## [Directions]
For the word "below", tally the lines of the data that contain it and give the tally alone.

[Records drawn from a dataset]
_ _ _ _

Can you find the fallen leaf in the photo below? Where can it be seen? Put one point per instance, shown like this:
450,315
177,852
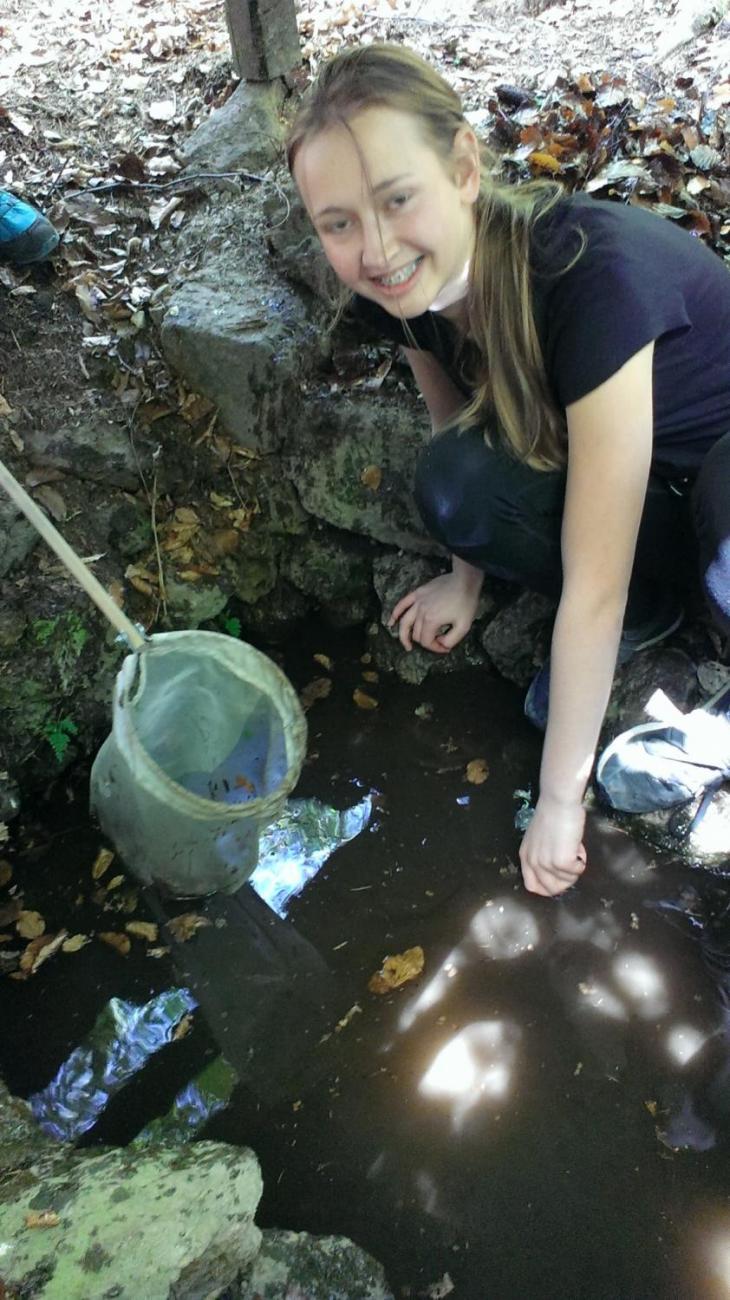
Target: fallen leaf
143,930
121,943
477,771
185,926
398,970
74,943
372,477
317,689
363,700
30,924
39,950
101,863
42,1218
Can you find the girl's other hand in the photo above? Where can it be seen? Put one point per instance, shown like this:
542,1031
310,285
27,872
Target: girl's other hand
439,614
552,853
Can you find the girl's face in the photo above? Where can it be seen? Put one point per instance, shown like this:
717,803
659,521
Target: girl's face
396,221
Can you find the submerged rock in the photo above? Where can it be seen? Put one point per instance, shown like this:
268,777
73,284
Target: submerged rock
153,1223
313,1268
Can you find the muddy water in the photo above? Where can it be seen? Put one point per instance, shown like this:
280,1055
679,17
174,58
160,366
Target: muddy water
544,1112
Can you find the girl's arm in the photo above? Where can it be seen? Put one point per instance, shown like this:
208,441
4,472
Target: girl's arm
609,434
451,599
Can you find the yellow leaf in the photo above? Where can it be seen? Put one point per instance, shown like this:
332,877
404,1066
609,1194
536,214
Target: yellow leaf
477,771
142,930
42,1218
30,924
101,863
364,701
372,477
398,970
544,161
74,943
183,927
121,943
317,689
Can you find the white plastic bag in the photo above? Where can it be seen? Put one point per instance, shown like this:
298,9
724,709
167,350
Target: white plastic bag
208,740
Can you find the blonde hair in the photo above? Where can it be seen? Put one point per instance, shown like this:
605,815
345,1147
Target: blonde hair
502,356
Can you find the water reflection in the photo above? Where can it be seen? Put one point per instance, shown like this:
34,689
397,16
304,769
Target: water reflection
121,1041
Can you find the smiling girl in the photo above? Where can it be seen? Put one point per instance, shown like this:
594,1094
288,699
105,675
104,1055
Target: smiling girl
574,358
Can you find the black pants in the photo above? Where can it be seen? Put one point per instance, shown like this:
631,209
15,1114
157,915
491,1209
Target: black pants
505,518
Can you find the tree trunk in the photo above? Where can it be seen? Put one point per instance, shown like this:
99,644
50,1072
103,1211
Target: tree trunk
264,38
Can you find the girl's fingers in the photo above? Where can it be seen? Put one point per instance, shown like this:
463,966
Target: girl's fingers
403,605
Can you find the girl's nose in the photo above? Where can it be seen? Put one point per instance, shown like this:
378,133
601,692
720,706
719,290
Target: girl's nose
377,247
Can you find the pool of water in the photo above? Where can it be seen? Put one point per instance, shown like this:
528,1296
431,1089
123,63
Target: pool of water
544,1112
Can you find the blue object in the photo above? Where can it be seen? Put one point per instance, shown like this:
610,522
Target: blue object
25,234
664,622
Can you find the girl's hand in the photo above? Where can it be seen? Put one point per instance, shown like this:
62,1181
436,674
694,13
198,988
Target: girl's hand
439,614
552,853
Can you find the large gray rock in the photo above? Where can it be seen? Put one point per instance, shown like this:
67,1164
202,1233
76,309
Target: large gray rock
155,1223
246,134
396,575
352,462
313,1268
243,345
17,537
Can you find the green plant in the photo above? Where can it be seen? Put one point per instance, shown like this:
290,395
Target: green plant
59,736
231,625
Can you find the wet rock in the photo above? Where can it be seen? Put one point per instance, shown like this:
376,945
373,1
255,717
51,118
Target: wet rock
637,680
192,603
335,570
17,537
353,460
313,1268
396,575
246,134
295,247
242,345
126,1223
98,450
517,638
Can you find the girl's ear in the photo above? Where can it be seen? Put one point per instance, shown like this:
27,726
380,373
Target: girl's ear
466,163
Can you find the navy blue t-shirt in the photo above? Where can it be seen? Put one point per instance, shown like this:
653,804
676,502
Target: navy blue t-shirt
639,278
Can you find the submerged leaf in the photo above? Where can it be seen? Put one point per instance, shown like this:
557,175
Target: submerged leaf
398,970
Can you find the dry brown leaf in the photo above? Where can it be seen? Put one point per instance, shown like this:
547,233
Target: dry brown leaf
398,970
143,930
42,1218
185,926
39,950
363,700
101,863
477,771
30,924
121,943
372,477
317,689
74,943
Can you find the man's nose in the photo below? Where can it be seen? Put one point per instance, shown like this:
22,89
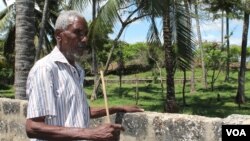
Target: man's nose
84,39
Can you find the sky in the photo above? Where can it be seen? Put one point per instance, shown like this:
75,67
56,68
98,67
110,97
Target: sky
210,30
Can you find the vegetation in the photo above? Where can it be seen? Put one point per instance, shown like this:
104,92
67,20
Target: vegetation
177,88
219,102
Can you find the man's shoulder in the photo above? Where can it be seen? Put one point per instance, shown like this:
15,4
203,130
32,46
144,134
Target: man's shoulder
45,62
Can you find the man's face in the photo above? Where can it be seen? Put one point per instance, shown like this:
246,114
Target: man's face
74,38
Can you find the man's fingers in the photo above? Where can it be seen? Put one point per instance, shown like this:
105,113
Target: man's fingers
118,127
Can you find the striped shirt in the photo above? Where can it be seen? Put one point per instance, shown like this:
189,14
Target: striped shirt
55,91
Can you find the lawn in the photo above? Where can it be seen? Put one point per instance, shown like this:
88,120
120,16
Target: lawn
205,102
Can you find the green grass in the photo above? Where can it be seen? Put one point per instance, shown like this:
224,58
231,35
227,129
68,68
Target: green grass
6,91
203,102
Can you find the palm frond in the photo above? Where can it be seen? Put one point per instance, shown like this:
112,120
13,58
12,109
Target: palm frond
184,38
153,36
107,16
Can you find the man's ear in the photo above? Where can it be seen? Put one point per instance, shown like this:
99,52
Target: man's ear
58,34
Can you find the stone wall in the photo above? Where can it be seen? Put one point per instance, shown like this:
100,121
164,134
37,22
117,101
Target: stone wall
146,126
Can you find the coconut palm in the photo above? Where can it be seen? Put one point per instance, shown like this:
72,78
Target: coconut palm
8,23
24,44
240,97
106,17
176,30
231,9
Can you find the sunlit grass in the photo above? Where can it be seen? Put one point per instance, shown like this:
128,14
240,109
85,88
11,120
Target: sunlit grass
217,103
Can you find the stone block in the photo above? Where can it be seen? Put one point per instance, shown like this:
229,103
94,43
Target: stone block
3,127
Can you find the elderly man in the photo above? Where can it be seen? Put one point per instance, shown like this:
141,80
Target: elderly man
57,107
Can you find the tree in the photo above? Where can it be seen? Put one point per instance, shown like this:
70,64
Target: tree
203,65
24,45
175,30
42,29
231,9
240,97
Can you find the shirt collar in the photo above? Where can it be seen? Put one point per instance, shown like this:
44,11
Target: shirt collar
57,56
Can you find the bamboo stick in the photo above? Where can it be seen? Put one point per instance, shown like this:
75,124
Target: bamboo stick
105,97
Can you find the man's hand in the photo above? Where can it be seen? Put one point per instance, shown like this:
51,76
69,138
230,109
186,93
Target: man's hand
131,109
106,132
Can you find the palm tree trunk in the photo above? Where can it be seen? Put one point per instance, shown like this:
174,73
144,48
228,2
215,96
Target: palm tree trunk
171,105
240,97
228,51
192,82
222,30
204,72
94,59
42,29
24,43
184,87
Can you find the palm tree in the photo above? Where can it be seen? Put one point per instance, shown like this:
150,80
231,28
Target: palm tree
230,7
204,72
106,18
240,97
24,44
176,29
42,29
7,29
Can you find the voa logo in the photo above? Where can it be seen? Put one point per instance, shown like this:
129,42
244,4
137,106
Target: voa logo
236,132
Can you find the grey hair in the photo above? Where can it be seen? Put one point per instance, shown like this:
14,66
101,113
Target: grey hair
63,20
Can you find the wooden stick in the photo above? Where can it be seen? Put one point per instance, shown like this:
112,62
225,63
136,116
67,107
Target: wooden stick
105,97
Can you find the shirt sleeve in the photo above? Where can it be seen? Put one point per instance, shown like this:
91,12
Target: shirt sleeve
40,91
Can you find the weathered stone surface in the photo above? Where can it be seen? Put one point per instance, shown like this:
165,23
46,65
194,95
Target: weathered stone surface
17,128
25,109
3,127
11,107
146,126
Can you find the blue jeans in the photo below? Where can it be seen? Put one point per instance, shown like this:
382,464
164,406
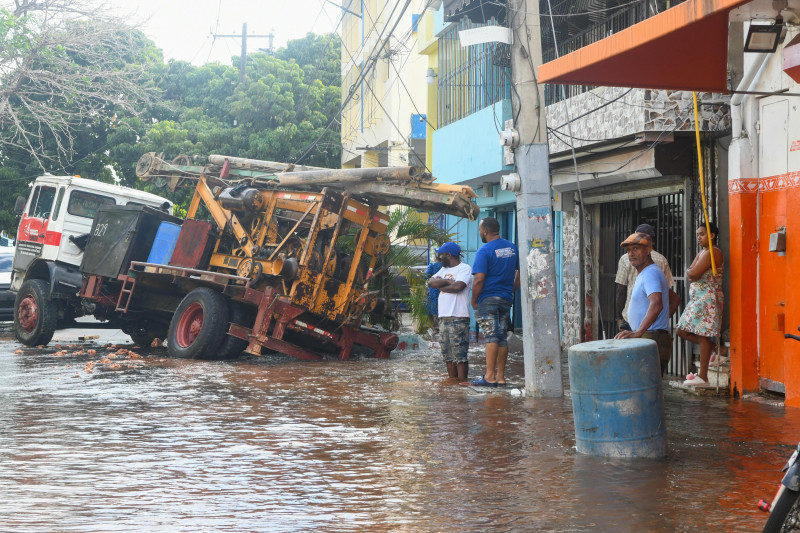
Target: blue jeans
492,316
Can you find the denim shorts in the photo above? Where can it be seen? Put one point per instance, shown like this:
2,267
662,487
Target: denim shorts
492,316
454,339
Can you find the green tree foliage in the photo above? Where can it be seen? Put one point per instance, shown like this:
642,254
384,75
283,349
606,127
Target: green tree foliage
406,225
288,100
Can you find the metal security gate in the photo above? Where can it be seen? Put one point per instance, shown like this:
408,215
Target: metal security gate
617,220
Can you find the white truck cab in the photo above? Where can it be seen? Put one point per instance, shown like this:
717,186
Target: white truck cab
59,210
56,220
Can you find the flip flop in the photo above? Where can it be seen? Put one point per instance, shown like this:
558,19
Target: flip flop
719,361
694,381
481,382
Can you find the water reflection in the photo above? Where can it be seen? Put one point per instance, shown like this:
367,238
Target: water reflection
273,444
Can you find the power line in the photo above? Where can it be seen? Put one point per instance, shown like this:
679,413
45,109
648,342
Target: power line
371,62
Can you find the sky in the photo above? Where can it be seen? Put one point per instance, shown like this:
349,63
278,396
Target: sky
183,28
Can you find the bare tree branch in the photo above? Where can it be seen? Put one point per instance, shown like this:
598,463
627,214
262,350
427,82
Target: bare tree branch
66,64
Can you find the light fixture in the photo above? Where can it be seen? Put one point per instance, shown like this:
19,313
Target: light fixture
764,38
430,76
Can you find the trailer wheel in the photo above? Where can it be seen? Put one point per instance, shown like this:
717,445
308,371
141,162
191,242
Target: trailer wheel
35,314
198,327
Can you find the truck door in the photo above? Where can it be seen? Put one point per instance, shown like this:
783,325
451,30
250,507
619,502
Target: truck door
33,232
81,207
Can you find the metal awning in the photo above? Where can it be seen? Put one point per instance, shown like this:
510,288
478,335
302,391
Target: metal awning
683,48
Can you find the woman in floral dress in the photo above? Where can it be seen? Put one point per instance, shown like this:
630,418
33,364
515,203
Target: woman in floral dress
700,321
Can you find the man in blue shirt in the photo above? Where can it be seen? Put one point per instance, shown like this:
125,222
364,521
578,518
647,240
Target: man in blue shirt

_ _ _ _

## [Result]
3